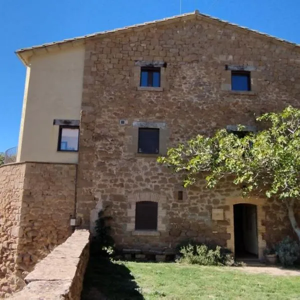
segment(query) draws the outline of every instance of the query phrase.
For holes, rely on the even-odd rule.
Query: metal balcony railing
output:
[[[11,164],[12,162],[16,162],[17,152],[18,147],[14,147],[8,149],[4,153],[4,163]]]

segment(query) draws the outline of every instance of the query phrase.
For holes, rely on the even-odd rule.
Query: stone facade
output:
[[[139,88],[141,62],[166,63],[159,88]],[[250,70],[252,91],[230,90],[228,66]],[[77,182],[82,226],[95,208],[108,206],[120,246],[174,248],[194,238],[234,250],[233,205],[247,202],[240,188],[224,179],[208,190],[203,176],[183,190],[156,156],[136,153],[134,122],[164,124],[162,154],[198,134],[237,124],[257,128],[256,116],[300,107],[300,71],[298,48],[196,14],[86,40]],[[132,205],[150,193],[163,200],[160,230],[136,234]],[[282,205],[262,196],[251,203],[258,207],[261,257],[266,244],[290,230]],[[224,220],[212,220],[213,208],[223,210]]]
[[[0,167],[0,296],[22,286],[37,261],[70,235],[76,176],[74,164]]]

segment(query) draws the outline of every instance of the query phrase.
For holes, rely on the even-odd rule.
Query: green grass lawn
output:
[[[176,263],[112,263],[94,257],[82,299],[300,299],[300,276]]]

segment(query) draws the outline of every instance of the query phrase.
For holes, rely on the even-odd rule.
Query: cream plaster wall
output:
[[[54,119],[80,120],[83,45],[34,56],[28,68],[17,162],[76,163],[78,154],[57,151]]]

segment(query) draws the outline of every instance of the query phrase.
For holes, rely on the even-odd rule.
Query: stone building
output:
[[[292,234],[276,200],[243,199],[226,180],[207,190],[204,176],[184,189],[156,160],[198,134],[258,130],[256,116],[300,107],[299,46],[196,11],[16,54],[27,73],[16,162],[0,168],[2,278],[74,224],[92,231],[104,207],[120,248],[193,238],[260,258]]]

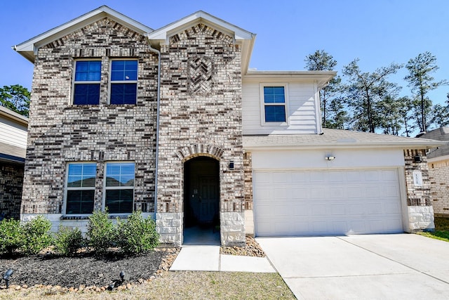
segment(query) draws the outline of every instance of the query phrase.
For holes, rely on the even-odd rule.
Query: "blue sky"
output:
[[[340,71],[356,58],[364,71],[406,63],[428,51],[437,58],[437,79],[449,79],[449,1],[447,0],[21,0],[0,1],[0,86],[31,89],[33,65],[11,46],[102,5],[158,29],[202,10],[257,34],[250,63],[257,70],[304,69],[318,49],[331,54]],[[410,89],[402,78],[390,77]],[[449,86],[429,93],[443,103]]]

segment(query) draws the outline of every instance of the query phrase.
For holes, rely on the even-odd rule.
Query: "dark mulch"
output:
[[[163,261],[177,251],[176,249],[158,249],[128,257],[111,252],[103,257],[84,253],[76,257],[43,254],[27,257],[1,258],[0,274],[3,275],[9,268],[14,270],[10,285],[28,287],[51,285],[68,288],[80,285],[107,287],[114,280],[120,280],[119,274],[122,270],[129,273],[128,282],[142,282],[152,278],[160,268],[165,268]]]

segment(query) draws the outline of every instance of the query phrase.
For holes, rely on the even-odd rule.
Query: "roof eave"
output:
[[[18,45],[13,46],[12,48],[28,60],[34,63],[34,57],[39,47],[105,17],[120,22],[142,35],[153,31],[152,28],[126,17],[108,6],[102,6]]]
[[[435,147],[448,145],[447,142],[428,142],[428,143],[308,143],[307,145],[245,145],[243,149],[254,150],[307,150],[307,149],[430,149]]]

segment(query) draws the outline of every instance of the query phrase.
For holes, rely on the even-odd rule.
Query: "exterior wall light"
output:
[[[229,170],[234,170],[234,160],[229,161]]]

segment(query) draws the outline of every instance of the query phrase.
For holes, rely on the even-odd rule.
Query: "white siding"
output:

..............................

## Exercise instructions
Quote all of the entries word for word, omitting any pictures.

## Expected answer
segment(query) draws the outline of every instance of the query phrase.
For holes, rely on the even-odd rule.
Query: metal balcony railing
output:
[[[11,164],[12,162],[16,162],[17,152],[18,147],[14,147],[8,149],[4,153],[4,163]]]

segment(query) draws the outline of every instance of the query phrase.
For holes, rely on the even-odd rule.
Query: stone facade
output:
[[[139,88],[141,62],[166,63],[159,88]],[[250,70],[252,91],[230,90],[228,66]],[[77,182],[82,226],[95,208],[108,206],[120,246],[174,248],[194,238],[234,250],[233,205],[247,202],[240,188],[224,179],[208,190],[203,176],[183,190],[156,156],[136,153],[134,122],[164,124],[162,154],[198,134],[237,124],[257,128],[256,116],[300,107],[300,71],[298,48],[196,14],[86,40]],[[132,205],[150,193],[163,200],[160,230],[136,234]],[[282,205],[262,196],[251,203],[258,207],[261,257],[266,244],[290,230]],[[224,220],[212,220],[213,208],[223,210]]]
[[[0,167],[0,296],[22,286],[37,261],[70,235],[76,176],[74,164]]]

segment(query) draws the outline of every instance of the query phrase.
For holes, rely on the even-odd rule.
Query: green grass lawn
output:
[[[176,263],[112,263],[94,257],[82,299],[300,299],[300,276]]]

segment(query) draws the outline of every instance of the query phrase.
For holes, rely on the even-odd rule.
Query: cream plaster wall
output:
[[[54,119],[80,120],[83,45],[34,56],[28,68],[17,162],[76,163],[78,154],[57,151]]]

segment(query) draws the outline of every instance of the query phrase.
For holes, rely on the even-odd rule.
Query: stone building
output:
[[[292,234],[276,200],[243,199],[226,180],[207,190],[204,176],[184,189],[156,160],[198,134],[258,130],[256,116],[300,107],[299,46],[196,11],[16,54],[27,73],[16,162],[0,168],[2,278],[74,224],[92,231],[104,207],[120,248],[193,238],[260,258]]]

segment(query) draws the outline of every instance of the query phrase.
For holes, rely on the even-odd rule.
Query: "blue sky"
output:
[[[340,71],[356,58],[364,71],[406,63],[428,51],[437,58],[437,79],[449,79],[449,1],[447,0],[21,0],[0,1],[0,86],[31,89],[33,65],[11,46],[102,5],[158,29],[202,10],[257,34],[250,63],[257,70],[304,69],[318,49],[331,54]],[[410,89],[402,78],[390,77]],[[449,86],[429,93],[443,103]]]

segment(query) draws the outline of every instance of the query phrase.
For holes, rely on the even-odd rule.
Query: "dark mulch"
output:
[[[163,261],[177,251],[176,249],[158,249],[128,257],[111,252],[103,257],[84,253],[76,257],[43,254],[27,257],[1,258],[0,274],[3,275],[9,268],[14,270],[10,285],[28,287],[51,285],[68,288],[80,285],[107,287],[114,280],[120,280],[119,274],[122,270],[129,273],[128,282],[142,282],[152,278],[160,268],[165,268]]]

segment(query) draws the outline of every instance of the query phrase.
For holes, rely on the even-odd rule.
Query: "roof eave"
output:
[[[18,45],[13,46],[12,48],[28,60],[34,63],[34,57],[39,47],[105,17],[120,22],[142,35],[153,31],[152,28],[126,17],[108,6],[102,6]]]
[[[435,147],[448,145],[447,142],[428,142],[428,143],[308,143],[307,145],[245,145],[243,149],[254,150],[307,150],[307,149],[430,149]]]

segment(query) draws the outline of every instance of the query phrase.
For holes, rely on the even-odd rule.
Query: "exterior wall light"
output:
[[[229,170],[234,170],[234,160],[229,161]]]

segment(query) draws the outline of every instance of the query phrase.
For holes, rely on the even-odd rule.
Query: "white siding"
output:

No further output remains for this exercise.